Assignment:
Restate all of the entries verbatim.

Spatial localization data:
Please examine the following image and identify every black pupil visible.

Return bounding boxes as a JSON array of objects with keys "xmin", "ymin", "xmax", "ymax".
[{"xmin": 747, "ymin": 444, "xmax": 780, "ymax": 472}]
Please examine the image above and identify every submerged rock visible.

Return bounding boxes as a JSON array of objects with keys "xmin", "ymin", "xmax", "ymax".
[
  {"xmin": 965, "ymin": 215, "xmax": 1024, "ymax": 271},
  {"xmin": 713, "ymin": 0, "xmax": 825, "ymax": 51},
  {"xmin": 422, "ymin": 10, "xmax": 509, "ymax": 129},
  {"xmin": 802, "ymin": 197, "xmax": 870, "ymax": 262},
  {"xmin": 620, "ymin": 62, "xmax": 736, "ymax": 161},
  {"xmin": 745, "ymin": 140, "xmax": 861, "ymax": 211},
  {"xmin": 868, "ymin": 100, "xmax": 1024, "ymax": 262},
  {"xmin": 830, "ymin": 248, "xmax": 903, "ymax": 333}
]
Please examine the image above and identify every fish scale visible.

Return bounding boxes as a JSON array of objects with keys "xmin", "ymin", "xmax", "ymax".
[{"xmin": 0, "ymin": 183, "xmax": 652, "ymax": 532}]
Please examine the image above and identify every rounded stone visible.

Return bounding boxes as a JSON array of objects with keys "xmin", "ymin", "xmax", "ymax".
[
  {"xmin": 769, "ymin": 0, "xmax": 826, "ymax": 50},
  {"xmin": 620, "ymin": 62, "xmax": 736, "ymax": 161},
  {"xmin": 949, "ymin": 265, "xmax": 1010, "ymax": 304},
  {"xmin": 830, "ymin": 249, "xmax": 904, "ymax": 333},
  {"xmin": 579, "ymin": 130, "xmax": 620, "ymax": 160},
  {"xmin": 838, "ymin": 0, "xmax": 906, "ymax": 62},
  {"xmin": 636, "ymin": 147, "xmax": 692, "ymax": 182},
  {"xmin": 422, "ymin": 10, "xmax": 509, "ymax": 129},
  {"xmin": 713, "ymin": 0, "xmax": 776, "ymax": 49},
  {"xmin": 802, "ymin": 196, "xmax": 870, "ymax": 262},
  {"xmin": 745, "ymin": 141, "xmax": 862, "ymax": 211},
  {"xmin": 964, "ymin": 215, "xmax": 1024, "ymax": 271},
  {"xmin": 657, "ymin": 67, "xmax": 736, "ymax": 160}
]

Answer to this task:
Please examine the following image and identify every black pupil visible.

Return bounding boxes as a JSON array of objects with keys "xmin", "ymin", "xmax", "ymax".
[{"xmin": 747, "ymin": 444, "xmax": 780, "ymax": 472}]
Please examine the image above and identify every submerged rock visible.

Return bounding boxes as a JSON array of objects with keys "xmin", "ymin", "xmax", "ymax".
[
  {"xmin": 965, "ymin": 215, "xmax": 1024, "ymax": 271},
  {"xmin": 713, "ymin": 0, "xmax": 825, "ymax": 51},
  {"xmin": 422, "ymin": 10, "xmax": 509, "ymax": 129},
  {"xmin": 802, "ymin": 197, "xmax": 870, "ymax": 262},
  {"xmin": 620, "ymin": 62, "xmax": 736, "ymax": 161},
  {"xmin": 745, "ymin": 140, "xmax": 861, "ymax": 211},
  {"xmin": 868, "ymin": 100, "xmax": 1024, "ymax": 262},
  {"xmin": 830, "ymin": 248, "xmax": 903, "ymax": 333}
]
Please examine the image above and identify every fish scale visible.

Return bounding boxes as a JSON array of objects with keys "xmin", "ymin", "xmax", "ymax".
[{"xmin": 0, "ymin": 183, "xmax": 652, "ymax": 532}]
Please examine the image above and identify every rounded stone visible.

Return bounding boxes as a JSON array of objects with keys "xmin", "ymin", "xmax", "ymax".
[
  {"xmin": 769, "ymin": 0, "xmax": 826, "ymax": 50},
  {"xmin": 620, "ymin": 62, "xmax": 736, "ymax": 161},
  {"xmin": 949, "ymin": 265, "xmax": 1010, "ymax": 304},
  {"xmin": 830, "ymin": 249, "xmax": 904, "ymax": 333},
  {"xmin": 579, "ymin": 130, "xmax": 620, "ymax": 160},
  {"xmin": 838, "ymin": 0, "xmax": 906, "ymax": 62},
  {"xmin": 636, "ymin": 147, "xmax": 692, "ymax": 182},
  {"xmin": 422, "ymin": 10, "xmax": 509, "ymax": 129},
  {"xmin": 713, "ymin": 0, "xmax": 776, "ymax": 49},
  {"xmin": 802, "ymin": 196, "xmax": 870, "ymax": 262},
  {"xmin": 745, "ymin": 141, "xmax": 862, "ymax": 211},
  {"xmin": 964, "ymin": 215, "xmax": 1024, "ymax": 271},
  {"xmin": 657, "ymin": 67, "xmax": 736, "ymax": 160}
]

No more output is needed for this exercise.